▸ PROVIDED RECORDS
###

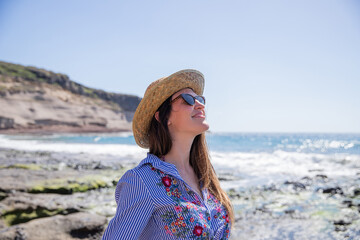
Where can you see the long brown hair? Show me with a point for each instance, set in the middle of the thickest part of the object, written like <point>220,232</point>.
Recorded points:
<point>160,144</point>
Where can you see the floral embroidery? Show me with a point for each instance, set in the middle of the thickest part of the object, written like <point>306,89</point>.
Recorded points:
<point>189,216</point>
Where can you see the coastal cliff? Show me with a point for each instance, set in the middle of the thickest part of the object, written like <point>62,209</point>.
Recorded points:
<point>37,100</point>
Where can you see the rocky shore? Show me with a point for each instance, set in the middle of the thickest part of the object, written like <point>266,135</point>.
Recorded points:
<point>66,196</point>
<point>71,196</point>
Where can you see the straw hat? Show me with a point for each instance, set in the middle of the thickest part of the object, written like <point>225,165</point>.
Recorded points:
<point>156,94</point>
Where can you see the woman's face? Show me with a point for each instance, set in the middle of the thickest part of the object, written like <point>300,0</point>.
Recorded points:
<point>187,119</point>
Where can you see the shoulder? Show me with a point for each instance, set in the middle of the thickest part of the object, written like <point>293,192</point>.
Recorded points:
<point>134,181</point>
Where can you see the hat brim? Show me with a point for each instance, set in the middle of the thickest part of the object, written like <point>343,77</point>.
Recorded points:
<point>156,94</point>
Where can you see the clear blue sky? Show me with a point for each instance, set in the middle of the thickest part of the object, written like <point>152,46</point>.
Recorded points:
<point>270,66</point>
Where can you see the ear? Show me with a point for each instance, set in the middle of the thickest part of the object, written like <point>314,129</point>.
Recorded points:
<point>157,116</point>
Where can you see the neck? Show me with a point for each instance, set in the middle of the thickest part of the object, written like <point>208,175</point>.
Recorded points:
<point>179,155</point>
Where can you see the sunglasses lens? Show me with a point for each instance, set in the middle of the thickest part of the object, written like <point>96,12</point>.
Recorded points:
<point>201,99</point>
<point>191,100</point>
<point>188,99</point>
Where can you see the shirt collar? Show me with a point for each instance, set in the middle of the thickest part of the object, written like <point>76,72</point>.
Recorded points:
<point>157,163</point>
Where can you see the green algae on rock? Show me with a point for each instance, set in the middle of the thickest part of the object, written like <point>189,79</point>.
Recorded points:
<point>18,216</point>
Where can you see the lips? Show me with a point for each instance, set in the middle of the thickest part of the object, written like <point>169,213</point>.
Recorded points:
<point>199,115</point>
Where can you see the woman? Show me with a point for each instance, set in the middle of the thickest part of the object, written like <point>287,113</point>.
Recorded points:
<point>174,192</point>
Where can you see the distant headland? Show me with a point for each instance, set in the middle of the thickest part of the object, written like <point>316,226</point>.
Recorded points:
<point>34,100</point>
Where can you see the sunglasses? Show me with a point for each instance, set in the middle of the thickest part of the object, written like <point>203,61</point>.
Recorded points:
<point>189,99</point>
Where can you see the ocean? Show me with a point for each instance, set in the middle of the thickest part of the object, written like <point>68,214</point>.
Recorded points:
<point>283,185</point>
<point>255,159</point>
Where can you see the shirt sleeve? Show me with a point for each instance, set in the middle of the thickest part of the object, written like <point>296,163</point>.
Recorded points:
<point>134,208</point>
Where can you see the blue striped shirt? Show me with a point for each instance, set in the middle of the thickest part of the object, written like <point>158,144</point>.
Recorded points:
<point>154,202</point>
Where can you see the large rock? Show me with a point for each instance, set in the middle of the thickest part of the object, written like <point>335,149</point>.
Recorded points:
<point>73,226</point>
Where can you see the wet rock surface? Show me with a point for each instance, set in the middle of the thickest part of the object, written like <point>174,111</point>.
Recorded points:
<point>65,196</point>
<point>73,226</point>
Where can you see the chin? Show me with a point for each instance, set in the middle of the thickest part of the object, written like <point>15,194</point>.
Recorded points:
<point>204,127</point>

###

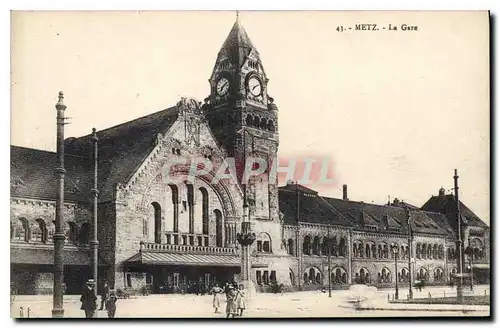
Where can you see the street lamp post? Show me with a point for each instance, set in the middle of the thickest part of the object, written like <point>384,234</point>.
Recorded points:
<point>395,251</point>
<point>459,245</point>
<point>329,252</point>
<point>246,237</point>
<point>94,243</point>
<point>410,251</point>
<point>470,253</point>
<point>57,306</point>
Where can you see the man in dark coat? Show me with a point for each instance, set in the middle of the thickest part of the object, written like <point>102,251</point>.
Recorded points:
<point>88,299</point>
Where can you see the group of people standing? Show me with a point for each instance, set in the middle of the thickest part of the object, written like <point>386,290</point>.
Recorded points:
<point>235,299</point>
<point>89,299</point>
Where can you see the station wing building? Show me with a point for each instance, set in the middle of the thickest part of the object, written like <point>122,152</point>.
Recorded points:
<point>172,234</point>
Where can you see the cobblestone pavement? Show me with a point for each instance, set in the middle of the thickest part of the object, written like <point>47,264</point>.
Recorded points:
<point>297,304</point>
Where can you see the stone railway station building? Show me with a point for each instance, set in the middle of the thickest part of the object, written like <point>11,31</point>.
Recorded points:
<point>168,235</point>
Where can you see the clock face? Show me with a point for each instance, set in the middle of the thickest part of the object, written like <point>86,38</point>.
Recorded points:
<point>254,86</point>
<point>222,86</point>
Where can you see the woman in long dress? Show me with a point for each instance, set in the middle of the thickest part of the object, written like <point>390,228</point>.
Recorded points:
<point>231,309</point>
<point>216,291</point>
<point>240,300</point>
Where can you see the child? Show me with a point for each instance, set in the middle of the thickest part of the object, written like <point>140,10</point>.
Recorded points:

###

▸ WHAT IS NEEDED
Recast the entries above, from the line containing "Where can you see the floral" up to and including the line containing "<point>179,155</point>", as a JSON list of strings with one string per line and blank lines omitted.

▸ RESPONSE FOR THIS EXERCISE
[
  "Where can you see the floral embroidery? Show me with a point for each instance, set in the middle of the thickest part of the object, written like <point>306,89</point>.",
  "Recorded points:",
  "<point>189,216</point>",
  "Where can you see the coastal cliff? Show me with a point for each instance, set in the middle of the thickest part of the object, written like <point>62,209</point>.",
  "Recorded points:",
  "<point>37,100</point>",
  "Where can you see the rocky shore? Show me with a point for each instance, set in the middle of the thickest part of the object, written like <point>266,135</point>.",
  "Recorded points:",
  "<point>66,196</point>",
  "<point>71,196</point>",
  "Where can you see the straw hat? Show me with a point for each instance, set in the middle of the thickest part of the object, written like <point>225,165</point>.",
  "Recorded points:",
  "<point>156,94</point>",
  "Where can you see the woman's face? Show me with a point for each instance, set in the middle of the thickest part of the object, written like <point>300,0</point>.",
  "Recorded points:",
  "<point>187,119</point>",
  "Where can you see the shoulder? Show me with a point for each instance, set in the middle of the thickest part of the object, written like <point>293,192</point>.",
  "Recorded points:",
  "<point>134,181</point>",
  "Where can you see the hat brim? Show me with a point for each instance, set in the middle of the thickest part of the object, written like <point>343,77</point>.",
  "Recorded points:",
  "<point>156,94</point>",
  "Where can you see the clear blue sky? Show me with a point for each instance, set in the middle of the thickest part of the object, written like <point>152,46</point>.",
  "Recorded points:",
  "<point>270,66</point>",
  "Where can you see the ear? Show me with a point for each instance, set in the middle of the thickest part of the object, written like <point>314,129</point>.",
  "Recorded points:",
  "<point>157,116</point>",
  "Where can you see the neck? Show me with a point for each instance, set in the middle of the thickest part of the object, written like <point>208,175</point>.",
  "Recorded points:",
  "<point>179,155</point>"
]